**THE REQUEST**.
Answer these questions about the derivation below:
(a) Which formula does the derivation use to obtain equation (11)?
(b) Which reference does it cite for the result that τ(w,x) equals the r-th difference Δ_w^r of f^(n)(x)?
(c) For which values of k is c_{k,ξ} defined?

**SOURCE**.
We need to introduce

$${\delta }_k:=\sum _{j=0}^r{\alpha }_j{j}^k,k=1,\dots ,n\in \mathbb{N}.$$

(6)

Call

$$\tau \left(w,x\right):=\sum _{j=0}^r{\alpha }_j{j}^n{f}^{\left(n\right)}\left(x+jw\right)-{\delta }_n{f}^{\left(n\right)}\left(x\right).$$

(7)

Notice also that

$$-\sum _{j=1}^r{\left(-1\right)}^{r-j}\left(\begin{array}{c}r\\ j\end{array}\right)={\left(-1\right)}^r\left(\begin{array}{c}r\\ 0\end{array}\right).$$

(8)

According to [5], we get

$$\tau \left(w,x\right)={\Delta }_w^r{f}^{\left(n\right)}\left(x\right).$$

(9)

Thus,

$${∥\tau \left(w,x\right)∥}_{p,x}\le {\omega }_r{\left(f^{\left(n\right)},\left|w\right|\right)}_p,w\in \mathbb{R}.$$

(10)

Using Taylor’s formula, one has

$$\sum _{j=0}^r{\alpha }_j\left[f\left(x+jt\right)-f\left(x\right)\right]=\sum _{k=1}^n{\displaystyle \frac{f^{\left(k\right)}\left(x\right)}{k!}}{\delta }_k{t}^k+R_n\left(0,t,x\right),$$

(11)

where

$$R_n\left(,t,x\right):={\int }_0^t{\displaystyle \frac{{\left(t-w\right)}^{n-1}}{\left(n-1\right)!}}\tau \left(w,x\right)dw,n\in \mathbb{N}.$$

(12)

Assume

$$c_{k,\xi }:={\int }_{-\infty }^{\infty }{t}^{k}d{\mu }_{\xi }\left(t\right)\in \mathbb{R},k=1,\dots ,n.$$

(13)

**SUPPLIED RECORDS**.
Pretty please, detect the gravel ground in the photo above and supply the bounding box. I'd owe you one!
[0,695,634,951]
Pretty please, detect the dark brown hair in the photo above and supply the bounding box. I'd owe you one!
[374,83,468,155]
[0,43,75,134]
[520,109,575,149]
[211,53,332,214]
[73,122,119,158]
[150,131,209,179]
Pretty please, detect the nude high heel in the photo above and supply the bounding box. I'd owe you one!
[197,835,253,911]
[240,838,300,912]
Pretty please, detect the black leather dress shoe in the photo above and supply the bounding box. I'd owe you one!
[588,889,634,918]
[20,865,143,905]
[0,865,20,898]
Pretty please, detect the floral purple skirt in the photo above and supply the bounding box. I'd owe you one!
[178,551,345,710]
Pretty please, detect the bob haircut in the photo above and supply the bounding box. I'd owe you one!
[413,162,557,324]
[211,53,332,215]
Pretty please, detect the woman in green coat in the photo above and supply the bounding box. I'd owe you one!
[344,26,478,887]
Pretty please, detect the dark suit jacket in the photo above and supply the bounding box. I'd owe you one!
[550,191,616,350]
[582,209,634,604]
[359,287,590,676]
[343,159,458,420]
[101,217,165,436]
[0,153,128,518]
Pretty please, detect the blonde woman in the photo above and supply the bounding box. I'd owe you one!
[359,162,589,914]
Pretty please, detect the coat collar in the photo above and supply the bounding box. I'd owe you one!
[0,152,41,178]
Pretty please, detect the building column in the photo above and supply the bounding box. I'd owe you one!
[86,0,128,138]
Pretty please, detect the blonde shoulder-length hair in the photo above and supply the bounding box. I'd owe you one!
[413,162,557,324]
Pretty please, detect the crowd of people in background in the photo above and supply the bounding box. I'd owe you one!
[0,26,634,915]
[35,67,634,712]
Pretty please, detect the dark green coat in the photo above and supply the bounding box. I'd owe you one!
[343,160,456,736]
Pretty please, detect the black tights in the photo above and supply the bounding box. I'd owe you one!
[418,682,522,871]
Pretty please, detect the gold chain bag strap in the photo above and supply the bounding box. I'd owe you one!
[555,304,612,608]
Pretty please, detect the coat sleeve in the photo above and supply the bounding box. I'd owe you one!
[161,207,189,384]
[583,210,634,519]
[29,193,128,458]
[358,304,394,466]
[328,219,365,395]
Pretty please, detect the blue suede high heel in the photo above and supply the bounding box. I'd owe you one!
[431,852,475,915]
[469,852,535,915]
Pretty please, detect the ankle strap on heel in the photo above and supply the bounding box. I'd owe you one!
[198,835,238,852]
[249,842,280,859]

**EXERCISE OUTPUT**.
(a) Taylor's formula.
(b) Reference [5].
(c) For k = 1, …, n.